* begin Raw records *

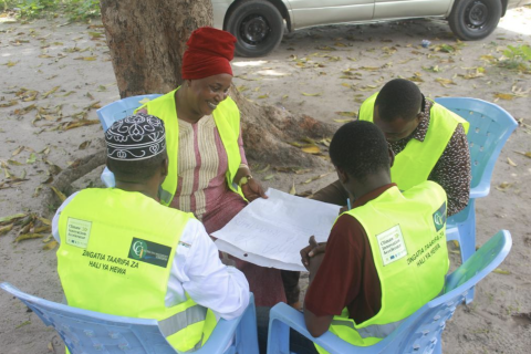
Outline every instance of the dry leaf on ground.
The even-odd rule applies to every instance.
[[[44,244],[44,246],[42,247],[42,249],[43,249],[44,251],[50,251],[50,250],[53,250],[55,247],[58,247],[58,244],[59,244],[58,241],[53,240],[53,241],[48,242],[46,244]]]
[[[320,154],[321,153],[321,149],[319,148],[319,146],[315,146],[315,145],[303,147],[303,148],[301,148],[301,150],[303,153],[306,153],[306,154]]]
[[[20,241],[39,239],[39,238],[42,238],[42,237],[44,237],[44,235],[42,235],[42,233],[24,233],[24,235],[19,236],[18,238],[15,238],[13,242],[19,243]]]

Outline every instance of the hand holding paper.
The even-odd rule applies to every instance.
[[[275,189],[267,195],[269,199],[256,199],[214,232],[216,244],[220,251],[258,266],[304,271],[301,249],[308,246],[308,237],[326,241],[340,207]]]

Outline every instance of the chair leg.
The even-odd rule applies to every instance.
[[[442,343],[440,343],[440,335],[439,335],[439,340],[437,341],[437,344],[435,345],[435,348],[431,352],[431,354],[442,354]]]
[[[239,351],[238,353],[259,354],[258,332],[257,332],[257,311],[254,301],[247,308],[241,317],[239,327]]]
[[[475,200],[470,199],[470,215],[467,220],[459,225],[459,243],[461,249],[461,261],[465,263],[473,252],[476,252],[476,206]],[[475,289],[470,289],[467,294],[466,303],[473,300]]]
[[[290,327],[277,320],[269,320],[268,354],[290,354]]]

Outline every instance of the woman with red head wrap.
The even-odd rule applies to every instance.
[[[240,113],[228,96],[235,43],[229,32],[194,31],[183,58],[183,85],[138,110],[165,122],[169,166],[162,202],[192,212],[208,233],[229,222],[246,199],[267,198],[247,165]],[[280,270],[227,261],[246,274],[257,305],[285,302]]]

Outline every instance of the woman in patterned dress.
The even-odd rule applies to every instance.
[[[228,96],[235,42],[232,34],[212,28],[194,31],[183,59],[183,85],[138,110],[165,122],[170,171],[162,201],[192,212],[208,233],[248,201],[267,198],[247,165],[240,114]],[[231,261],[246,274],[257,305],[285,302],[280,270]]]

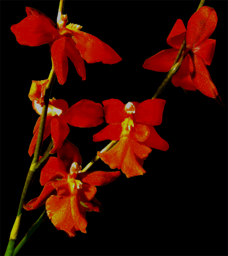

* end Raw records *

*Task prompt*: Starting at the line that contains "Outline every instance of the woman in" and running to the end of the records, write those lines out again with "patterned dress" replaced by "floral dress" and nothing else changed. Leave the pictures out.

*Answer below*:
Outline every instance of the woman in floral dress.
The even-odd rule applies to every instance.
[[[228,96],[235,42],[232,34],[212,28],[194,31],[183,59],[183,85],[138,110],[165,122],[170,171],[162,201],[192,212],[208,233],[248,201],[267,198],[247,165],[240,114]],[[231,261],[246,274],[257,305],[285,302],[280,270]]]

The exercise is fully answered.